Please show every line in the entries below that includes the word "while".
--- --- ---
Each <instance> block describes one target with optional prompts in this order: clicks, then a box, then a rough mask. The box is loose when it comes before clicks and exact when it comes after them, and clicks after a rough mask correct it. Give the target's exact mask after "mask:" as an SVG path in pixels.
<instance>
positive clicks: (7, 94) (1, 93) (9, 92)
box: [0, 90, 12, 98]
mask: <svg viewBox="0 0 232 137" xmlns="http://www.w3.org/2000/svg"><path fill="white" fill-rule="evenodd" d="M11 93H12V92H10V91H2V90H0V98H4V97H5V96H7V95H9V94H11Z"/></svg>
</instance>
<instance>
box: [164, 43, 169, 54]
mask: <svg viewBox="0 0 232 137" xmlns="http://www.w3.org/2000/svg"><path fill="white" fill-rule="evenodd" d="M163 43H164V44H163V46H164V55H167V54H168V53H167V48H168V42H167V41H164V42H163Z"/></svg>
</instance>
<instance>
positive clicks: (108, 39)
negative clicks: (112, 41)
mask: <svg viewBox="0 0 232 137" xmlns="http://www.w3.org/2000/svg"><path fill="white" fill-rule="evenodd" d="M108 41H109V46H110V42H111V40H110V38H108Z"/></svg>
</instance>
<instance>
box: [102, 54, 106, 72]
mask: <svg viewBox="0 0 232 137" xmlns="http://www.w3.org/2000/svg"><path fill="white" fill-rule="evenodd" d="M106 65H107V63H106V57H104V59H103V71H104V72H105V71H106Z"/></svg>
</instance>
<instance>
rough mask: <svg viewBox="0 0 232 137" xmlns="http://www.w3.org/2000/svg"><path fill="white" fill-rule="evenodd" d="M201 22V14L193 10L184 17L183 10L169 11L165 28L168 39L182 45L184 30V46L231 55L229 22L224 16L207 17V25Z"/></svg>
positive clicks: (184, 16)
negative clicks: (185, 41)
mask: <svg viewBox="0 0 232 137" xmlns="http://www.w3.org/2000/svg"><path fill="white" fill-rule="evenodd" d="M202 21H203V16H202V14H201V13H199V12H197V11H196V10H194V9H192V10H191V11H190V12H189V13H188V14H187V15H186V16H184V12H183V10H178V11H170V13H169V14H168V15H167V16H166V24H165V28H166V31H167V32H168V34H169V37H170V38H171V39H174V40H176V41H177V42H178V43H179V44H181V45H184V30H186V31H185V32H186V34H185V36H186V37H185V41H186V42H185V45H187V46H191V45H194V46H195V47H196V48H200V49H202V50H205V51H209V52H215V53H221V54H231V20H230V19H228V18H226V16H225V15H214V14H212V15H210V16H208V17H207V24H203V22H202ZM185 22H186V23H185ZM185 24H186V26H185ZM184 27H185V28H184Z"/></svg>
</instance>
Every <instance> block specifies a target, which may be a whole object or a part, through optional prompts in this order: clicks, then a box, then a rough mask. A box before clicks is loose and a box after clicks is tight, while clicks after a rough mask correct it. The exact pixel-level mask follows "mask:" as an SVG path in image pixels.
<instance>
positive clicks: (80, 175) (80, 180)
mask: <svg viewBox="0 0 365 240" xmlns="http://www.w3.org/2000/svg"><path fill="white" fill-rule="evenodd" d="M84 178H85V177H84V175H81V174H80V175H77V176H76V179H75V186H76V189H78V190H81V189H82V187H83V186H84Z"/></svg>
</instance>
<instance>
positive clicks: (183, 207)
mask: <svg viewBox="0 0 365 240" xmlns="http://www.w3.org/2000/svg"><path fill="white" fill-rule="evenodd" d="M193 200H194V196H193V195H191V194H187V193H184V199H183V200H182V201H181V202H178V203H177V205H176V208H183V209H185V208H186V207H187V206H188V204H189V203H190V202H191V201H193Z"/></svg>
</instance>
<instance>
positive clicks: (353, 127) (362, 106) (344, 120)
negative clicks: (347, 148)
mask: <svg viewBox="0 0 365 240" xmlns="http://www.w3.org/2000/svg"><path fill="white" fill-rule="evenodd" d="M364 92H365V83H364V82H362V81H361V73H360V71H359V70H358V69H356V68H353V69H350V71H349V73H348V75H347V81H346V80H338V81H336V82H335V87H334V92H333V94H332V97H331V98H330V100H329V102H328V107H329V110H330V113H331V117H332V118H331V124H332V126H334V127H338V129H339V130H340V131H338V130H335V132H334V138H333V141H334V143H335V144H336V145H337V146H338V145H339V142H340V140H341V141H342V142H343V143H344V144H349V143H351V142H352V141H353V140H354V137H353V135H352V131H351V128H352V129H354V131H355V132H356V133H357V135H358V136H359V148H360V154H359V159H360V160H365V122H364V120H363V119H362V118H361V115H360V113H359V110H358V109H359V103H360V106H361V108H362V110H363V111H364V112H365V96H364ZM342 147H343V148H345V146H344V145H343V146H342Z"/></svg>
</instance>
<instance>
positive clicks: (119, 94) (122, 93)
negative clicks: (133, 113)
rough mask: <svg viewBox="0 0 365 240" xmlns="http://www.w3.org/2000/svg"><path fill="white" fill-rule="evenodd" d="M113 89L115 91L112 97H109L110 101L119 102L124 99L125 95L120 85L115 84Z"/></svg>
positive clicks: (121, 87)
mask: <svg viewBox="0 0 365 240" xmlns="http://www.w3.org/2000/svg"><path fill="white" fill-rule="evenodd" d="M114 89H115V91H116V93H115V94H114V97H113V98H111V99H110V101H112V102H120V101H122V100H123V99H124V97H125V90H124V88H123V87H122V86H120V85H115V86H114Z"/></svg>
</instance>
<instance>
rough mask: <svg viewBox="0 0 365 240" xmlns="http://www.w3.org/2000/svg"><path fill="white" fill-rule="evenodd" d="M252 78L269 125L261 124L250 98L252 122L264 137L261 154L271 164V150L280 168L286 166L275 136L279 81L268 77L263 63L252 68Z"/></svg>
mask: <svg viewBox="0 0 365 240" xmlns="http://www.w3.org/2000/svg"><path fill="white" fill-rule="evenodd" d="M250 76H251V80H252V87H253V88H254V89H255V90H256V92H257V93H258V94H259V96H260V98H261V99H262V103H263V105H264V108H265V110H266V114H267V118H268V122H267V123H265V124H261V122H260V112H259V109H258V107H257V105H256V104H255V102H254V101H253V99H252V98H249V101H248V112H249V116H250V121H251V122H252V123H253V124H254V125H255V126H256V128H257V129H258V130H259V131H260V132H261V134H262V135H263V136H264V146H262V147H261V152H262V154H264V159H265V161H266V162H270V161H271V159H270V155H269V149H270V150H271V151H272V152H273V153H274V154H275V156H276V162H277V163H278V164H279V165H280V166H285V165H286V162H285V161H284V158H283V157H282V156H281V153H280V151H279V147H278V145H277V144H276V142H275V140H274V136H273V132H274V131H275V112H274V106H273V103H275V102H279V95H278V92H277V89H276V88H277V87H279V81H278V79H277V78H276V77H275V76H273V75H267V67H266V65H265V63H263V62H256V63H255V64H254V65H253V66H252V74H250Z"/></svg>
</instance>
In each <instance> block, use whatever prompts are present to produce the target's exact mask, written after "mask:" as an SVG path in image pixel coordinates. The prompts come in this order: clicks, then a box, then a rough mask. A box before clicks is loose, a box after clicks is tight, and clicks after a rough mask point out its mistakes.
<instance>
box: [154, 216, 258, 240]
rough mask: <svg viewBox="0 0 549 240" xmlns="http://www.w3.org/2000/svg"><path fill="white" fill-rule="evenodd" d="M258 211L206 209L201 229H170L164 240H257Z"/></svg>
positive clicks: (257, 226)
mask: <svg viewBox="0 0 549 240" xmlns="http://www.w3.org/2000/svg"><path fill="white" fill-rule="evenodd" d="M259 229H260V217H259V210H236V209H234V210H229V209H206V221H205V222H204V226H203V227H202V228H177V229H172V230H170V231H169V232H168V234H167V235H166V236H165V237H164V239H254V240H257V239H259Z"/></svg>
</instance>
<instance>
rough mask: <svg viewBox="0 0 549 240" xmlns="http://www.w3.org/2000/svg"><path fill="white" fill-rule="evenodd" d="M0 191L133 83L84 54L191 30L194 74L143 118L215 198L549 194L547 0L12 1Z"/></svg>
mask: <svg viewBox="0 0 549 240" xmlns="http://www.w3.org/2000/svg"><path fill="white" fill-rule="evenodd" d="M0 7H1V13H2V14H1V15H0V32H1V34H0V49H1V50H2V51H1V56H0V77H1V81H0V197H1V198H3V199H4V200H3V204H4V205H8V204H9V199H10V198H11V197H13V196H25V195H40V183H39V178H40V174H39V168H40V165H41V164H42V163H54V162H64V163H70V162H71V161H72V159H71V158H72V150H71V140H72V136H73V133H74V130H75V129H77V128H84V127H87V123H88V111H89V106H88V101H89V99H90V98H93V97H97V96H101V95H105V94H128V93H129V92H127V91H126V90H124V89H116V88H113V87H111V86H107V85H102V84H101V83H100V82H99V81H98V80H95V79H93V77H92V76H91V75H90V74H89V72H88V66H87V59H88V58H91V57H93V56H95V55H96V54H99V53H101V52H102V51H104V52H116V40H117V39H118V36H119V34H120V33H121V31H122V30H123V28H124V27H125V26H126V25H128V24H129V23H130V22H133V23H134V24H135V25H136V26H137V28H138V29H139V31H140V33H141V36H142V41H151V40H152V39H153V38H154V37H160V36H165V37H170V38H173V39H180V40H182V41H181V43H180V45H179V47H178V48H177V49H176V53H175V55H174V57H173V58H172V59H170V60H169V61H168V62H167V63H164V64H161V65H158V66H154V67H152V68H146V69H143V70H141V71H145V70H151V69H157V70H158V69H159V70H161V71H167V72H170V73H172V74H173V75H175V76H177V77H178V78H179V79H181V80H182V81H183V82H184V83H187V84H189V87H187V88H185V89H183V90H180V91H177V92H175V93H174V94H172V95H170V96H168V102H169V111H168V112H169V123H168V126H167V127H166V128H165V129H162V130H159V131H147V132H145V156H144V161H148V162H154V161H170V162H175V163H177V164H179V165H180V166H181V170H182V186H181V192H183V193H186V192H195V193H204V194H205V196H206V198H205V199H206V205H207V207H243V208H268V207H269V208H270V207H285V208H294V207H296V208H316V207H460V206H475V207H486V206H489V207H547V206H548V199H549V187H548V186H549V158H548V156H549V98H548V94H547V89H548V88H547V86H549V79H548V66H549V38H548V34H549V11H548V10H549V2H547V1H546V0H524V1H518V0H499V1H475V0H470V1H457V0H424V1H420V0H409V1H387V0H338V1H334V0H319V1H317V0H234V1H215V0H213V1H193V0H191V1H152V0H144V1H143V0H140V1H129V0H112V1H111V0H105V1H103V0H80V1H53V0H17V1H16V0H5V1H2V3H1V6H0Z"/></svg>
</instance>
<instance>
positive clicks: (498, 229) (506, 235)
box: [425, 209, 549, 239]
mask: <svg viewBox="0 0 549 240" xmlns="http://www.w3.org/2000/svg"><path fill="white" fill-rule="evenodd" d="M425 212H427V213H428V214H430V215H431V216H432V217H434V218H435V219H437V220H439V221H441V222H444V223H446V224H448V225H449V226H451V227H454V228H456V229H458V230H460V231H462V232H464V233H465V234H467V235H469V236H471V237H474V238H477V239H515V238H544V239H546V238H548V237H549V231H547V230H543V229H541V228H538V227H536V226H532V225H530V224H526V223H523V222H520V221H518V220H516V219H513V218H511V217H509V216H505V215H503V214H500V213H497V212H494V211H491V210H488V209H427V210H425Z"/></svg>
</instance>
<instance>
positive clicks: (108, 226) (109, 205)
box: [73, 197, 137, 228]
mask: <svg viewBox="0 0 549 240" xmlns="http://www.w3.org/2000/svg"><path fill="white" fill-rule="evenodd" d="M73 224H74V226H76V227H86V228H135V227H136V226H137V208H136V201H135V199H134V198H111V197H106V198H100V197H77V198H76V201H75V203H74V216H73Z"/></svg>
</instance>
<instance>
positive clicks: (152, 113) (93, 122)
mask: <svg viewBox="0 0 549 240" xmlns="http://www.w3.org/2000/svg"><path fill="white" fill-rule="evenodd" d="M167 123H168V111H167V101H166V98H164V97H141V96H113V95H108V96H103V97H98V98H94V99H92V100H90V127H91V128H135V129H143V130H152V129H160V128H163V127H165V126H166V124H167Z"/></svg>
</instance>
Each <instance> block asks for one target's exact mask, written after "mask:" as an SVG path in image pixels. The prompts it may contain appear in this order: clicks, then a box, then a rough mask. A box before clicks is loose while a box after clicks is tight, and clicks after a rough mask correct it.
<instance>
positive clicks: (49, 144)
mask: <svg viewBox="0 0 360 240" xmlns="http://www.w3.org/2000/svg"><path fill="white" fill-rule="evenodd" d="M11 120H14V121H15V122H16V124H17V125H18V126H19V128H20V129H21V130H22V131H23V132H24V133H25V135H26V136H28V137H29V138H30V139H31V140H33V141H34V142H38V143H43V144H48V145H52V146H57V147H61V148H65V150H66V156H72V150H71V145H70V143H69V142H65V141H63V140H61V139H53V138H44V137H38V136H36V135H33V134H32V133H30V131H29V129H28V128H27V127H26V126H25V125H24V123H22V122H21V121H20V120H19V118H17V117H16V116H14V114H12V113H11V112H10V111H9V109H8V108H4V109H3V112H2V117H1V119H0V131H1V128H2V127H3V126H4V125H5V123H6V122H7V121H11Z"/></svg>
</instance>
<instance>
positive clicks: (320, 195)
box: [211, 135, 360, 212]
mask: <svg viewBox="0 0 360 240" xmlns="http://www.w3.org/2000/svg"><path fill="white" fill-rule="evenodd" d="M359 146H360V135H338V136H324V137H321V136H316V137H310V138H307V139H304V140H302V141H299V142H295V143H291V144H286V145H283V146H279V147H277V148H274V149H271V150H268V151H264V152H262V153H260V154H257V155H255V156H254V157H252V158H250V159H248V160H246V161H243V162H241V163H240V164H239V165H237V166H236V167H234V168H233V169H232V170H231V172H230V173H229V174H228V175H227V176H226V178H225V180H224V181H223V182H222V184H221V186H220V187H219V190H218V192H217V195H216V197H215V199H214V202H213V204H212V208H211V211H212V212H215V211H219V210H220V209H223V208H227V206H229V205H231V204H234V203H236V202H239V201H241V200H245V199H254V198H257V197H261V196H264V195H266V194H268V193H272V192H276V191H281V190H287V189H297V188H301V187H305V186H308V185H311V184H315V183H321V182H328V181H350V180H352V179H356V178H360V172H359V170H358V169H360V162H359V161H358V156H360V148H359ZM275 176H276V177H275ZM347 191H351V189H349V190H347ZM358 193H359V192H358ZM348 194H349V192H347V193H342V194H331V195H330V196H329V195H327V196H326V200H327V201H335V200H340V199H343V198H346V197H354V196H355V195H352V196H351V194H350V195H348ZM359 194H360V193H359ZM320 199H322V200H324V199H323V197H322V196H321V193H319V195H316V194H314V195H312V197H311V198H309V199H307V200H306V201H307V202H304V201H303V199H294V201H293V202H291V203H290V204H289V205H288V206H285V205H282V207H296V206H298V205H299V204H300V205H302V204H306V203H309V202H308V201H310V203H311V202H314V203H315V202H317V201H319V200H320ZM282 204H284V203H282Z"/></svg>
--- --- ---
Completed task →
Every <instance> block specifies a target, which may be a whole object or a part, through optional prompts in this order: clicks, then a box, then a rough mask. A box before clicks is loose and a box after clicks is tight, while clicks after a rough mask correct it. The exact pixel-level mask follows "mask:" as an SVG path in image pixels.
Each <instance> block asks for one target's exact mask, written after "mask:" as an SVG path in image pixels. The prompts it may contain appear in this order: clicks, then a box, then a rough mask. A box before clicks is loose while a box after clicks is tight, and clicks after a rough mask correct it.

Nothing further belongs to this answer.